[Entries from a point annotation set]
┄┄┄┄┄┄

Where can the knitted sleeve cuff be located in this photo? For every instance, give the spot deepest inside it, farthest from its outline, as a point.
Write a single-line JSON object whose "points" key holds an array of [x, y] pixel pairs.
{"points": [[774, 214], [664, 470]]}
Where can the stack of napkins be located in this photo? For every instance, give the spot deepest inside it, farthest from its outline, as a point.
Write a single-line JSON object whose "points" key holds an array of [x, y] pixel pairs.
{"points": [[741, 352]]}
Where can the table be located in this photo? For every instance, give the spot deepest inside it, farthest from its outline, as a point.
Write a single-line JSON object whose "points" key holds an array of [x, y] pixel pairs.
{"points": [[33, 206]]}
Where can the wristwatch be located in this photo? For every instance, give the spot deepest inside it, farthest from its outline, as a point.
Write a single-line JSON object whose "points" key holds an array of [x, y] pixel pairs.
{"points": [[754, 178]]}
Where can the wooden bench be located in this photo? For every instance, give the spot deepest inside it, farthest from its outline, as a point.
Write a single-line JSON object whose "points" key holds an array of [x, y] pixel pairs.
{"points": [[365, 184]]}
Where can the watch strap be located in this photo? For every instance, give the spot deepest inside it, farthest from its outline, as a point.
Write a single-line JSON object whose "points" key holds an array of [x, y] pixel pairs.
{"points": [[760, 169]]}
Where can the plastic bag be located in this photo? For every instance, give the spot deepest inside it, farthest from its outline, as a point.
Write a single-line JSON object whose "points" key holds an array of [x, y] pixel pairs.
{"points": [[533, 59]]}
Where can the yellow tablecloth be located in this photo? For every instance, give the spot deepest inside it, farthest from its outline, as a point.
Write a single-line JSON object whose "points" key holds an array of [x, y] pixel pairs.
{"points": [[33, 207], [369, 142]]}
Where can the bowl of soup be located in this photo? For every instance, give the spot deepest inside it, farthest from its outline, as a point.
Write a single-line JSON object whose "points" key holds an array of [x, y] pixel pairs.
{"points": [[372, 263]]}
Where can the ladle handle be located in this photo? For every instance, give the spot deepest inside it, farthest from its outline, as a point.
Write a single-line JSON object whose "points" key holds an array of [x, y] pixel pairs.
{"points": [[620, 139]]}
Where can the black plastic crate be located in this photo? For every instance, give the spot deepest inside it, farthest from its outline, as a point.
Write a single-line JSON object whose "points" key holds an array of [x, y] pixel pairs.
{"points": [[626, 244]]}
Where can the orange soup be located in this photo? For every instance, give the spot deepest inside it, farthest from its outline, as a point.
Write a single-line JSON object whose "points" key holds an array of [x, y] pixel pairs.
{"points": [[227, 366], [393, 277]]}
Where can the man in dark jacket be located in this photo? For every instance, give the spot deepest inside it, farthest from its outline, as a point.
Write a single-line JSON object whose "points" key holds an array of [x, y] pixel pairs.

┄┄┄┄┄┄

• _What you are asked to do_:
Print from the line containing "Where can the ladle" to the last line above, exactly as written.

• _Result_:
Where can the ladle handle be located in this photo? For every instance, give the spot deepest inside it, farthest from its outline, as a point.
Write a single-line JSON object whose "points" key holds an array of [x, y] pixel pairs.
{"points": [[620, 139]]}
Where can the black plastic crate be located in this photo? For every instance, give the spot deepest inside it, farthest from its outline, as a point.
Write a single-line JSON object whose "points" key holds an array of [x, y] pixel pairs.
{"points": [[626, 244]]}
Where can the orange soup be located in this photo? For every instance, give the spot deepest inside it, farthest from its outline, as a point.
Write a single-line JSON object whose "points" key holds an array of [x, y] pixel pairs.
{"points": [[227, 366], [393, 277]]}
Where can the man in dark jacket be located in this photo? For every instance, give the spot deepest inside it, farthest from its outline, as a point.
Write a single-line JSON object whose "points" key holds an array of [x, y] pixel pairs.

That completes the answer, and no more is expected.